PASSAGE PROVIDED:

----

Children that cry over nothing...

United States
August 8, 2007 10:34am CST
I have 3 daughters but this is about my middle one she is 9...She is a cryer and pouts all the time...And everything I do she has to be right up my butt...I ask her to go somewhere else or go do something all she does is cry...I can't handle the crying.She has been like this since she was born...But you can spill milk and she will cry...Help Me!!!!How can I get her off my hip and to stop crying all the time????? And she thinks she is gonna miss something and always have to watch what I am doing even when I'm on my laptop...She is reading this right now and I have told her to go somewhere else and all she is doing is crying and wont move...I even send her to her room and that makes everything worse....How can I get her to stop???
2 people like this
7 responses
@sunshinecup (7871)
8 Aug 07
There could many reasons for this, all of which requires your complete attention. She could be having anxiety, lack of your attention, emotional needs, phobias, and many more other things. You need to talk to her calmly and find out what is wrong, but don't get mad or upset if she can't tell you. Sometimes even we adults have these problems and we can't explain why. If you can't get anywhere with her, take her to a doctor. A doctor might be able to at least rule out if there is anything-physical going on. It could a chemical imbalance causing her to have high adenine that is causing the anxiety for one. I can say the last thing that will help is being pushed away from the one adult she apparently is reaching out to. She is still a child and most likely doesn’t understand why she feels this way. You are going to have to help her Mom, not punish her away. It’s hard being a parent sometimes, Lord do I know, but we are the only ones that can help them. So have patience.
3 people like this
8 Aug 07
I strongly agree with your idea. Further, if the talk doesn't work, you may ask a psychologist for help.
2 people like this
• United States
9 Aug 07
I have cousins, nieces, and nephews that do this, and I always tell them that they have nothing to cry over, crying will get them nowhere.

----

SET EXERCISE A:
Translate this sentence from the forum thread into Spanish: "Sometimes even we adults have these problems and we can't explain why."

Stored data
----

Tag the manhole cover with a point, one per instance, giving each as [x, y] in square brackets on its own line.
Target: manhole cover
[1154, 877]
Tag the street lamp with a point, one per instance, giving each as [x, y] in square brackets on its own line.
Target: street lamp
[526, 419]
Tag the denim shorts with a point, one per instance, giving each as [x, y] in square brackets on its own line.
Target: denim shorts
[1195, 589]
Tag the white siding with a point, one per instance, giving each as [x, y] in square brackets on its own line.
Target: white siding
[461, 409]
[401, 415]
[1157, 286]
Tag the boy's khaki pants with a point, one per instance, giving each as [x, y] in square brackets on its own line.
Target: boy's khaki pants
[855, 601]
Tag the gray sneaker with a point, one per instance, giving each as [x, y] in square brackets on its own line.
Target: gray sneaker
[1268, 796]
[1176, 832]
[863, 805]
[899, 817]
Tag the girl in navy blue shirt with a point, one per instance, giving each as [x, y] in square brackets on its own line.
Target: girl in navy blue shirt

----

SET EXERCISE B:
Render every line of the stored data above as a Markdown table with the columns "Row" and "Line," skipping any blank lines.

RIGHT ANSWER A:
A veces incluso nosotros, los adultos, tenemos estos problemas y no podemos explicar por qué.

RIGHT ANSWER B:
| Row | Line |
|---|---|
| 1 | Tag the manhole cover with a point, one per instance, giving each as [x, y] in square brackets on its own line. |
| 2 | Target: manhole cover |
| 3 | [1154, 877] |
| 4 | Tag the street lamp with a point, one per instance, giving each as [x, y] in square brackets on its own line. |
| 5 | Target: street lamp |
| 6 | [526, 419] |
| 7 | Tag the denim shorts with a point, one per instance, giving each as [x, y] in square brackets on its own line. |
| 8 | Target: denim shorts |
| 9 | [1195, 589] |
| 10 | Tag the white siding with a point, one per instance, giving each as [x, y] in square brackets on its own line. |
| 11 | Target: white siding |
| 12 | [461, 409] |
| 13 | [401, 415] |
| 14 | [1157, 286] |
| 15 | Tag the boy's khaki pants with a point, one per instance, giving each as [x, y] in square brackets on its own line. |
| 16 | Target: boy's khaki pants |
| 17 | [855, 601] |
| 18 | Tag the gray sneaker with a point, one per instance, giving each as [x, y] in square brackets on its own line. |
| 19 | Target: gray sneaker |
| 20 | [1268, 796] |
| 21 | [1176, 832] |
| 22 | [863, 805] |
| 23 | [899, 817] |
| 24 | Tag the girl in navy blue shirt with a point, one per instance, giving each as [x, y] in square brackets on its own line. |
| 25 | Target: girl in navy blue shirt |